(Material provided)

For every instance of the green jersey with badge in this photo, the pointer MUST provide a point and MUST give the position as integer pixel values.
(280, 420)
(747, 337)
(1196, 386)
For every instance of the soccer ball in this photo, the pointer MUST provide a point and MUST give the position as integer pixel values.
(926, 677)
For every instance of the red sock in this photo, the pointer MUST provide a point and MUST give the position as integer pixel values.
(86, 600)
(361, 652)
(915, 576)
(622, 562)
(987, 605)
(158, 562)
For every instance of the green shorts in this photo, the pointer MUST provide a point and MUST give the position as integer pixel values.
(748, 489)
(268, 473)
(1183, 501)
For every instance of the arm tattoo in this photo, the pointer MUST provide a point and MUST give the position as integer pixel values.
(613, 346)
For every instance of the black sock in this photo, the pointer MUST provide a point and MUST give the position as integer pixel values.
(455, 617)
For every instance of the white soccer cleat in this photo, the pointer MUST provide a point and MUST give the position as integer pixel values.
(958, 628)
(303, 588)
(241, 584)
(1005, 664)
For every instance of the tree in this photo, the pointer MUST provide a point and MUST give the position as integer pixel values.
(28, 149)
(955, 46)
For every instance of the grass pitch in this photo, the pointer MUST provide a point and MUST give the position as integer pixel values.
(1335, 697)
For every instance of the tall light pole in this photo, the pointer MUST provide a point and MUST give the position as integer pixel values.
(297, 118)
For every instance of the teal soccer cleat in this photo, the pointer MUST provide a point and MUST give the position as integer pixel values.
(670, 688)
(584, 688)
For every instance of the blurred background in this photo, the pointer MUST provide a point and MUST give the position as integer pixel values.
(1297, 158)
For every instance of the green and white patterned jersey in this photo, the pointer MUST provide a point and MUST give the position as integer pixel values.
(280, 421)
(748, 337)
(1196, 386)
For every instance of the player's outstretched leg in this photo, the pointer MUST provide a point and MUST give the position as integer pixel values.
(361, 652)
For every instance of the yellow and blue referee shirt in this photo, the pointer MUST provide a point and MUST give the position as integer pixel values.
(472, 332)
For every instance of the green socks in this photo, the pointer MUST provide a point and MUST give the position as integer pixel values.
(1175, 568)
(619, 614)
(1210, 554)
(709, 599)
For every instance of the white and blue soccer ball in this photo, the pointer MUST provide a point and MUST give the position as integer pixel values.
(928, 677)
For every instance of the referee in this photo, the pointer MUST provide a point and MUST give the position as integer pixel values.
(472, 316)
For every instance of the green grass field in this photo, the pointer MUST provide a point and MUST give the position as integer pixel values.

(End Material provided)

== Task requirements ==
Please repeat the lines above exactly, beginning with the line that contains "For every instance of the yellow" and ending with the final one.

== Answer section ==
For every instance of the yellow and blue referee shirt in this photo, the pointer MUST provide a point and MUST give the position as integer pixel values.
(472, 332)
For every instance of the green socks in this photo, the pointer MUST provide a point and MUST give the position as integer pixel values.
(1175, 568)
(619, 614)
(1210, 554)
(709, 599)
For every instance of the white and blue soccer ball in this photo, the pointer MUST provide a point and MUST give the position as integer pixel values.
(928, 677)
For every instance of the referee in this photo, the pointer MUST provide a point and MUST give the position as integer pixel values.
(472, 316)
For every instance of the green grass field in this photo, the pointer MUST provide a point and MUST give the position as integer pixel values.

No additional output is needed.